Required work →
Report every line below that contains the word "Mark", copying each such line in full.

Material to process →

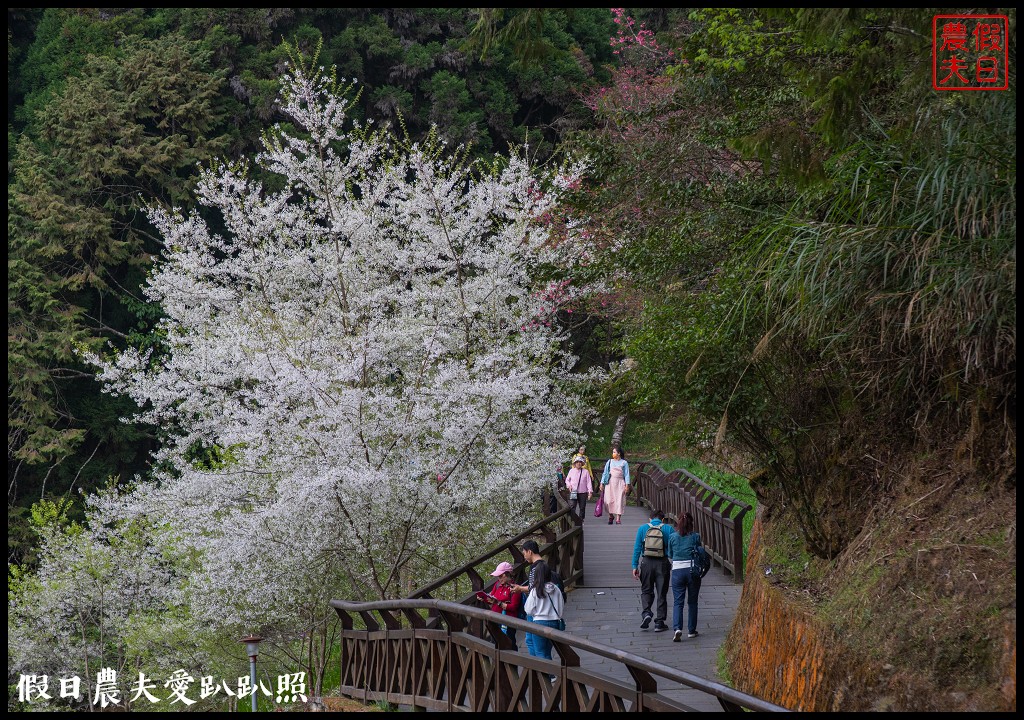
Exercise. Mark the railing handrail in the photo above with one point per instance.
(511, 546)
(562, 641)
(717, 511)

==

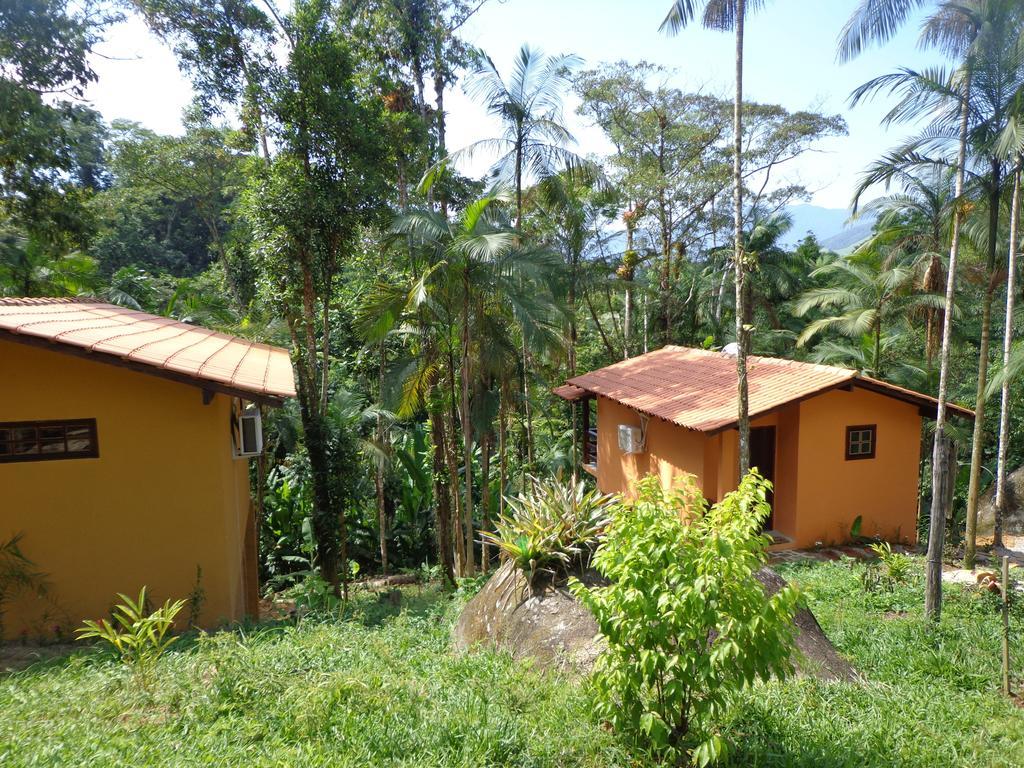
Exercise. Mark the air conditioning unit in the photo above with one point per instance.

Correct response →
Exercise. Mark the railing handrail in the photo above with one point per instance.
Exercise. Mark the air conditioning unit in the photo above with one point per instance.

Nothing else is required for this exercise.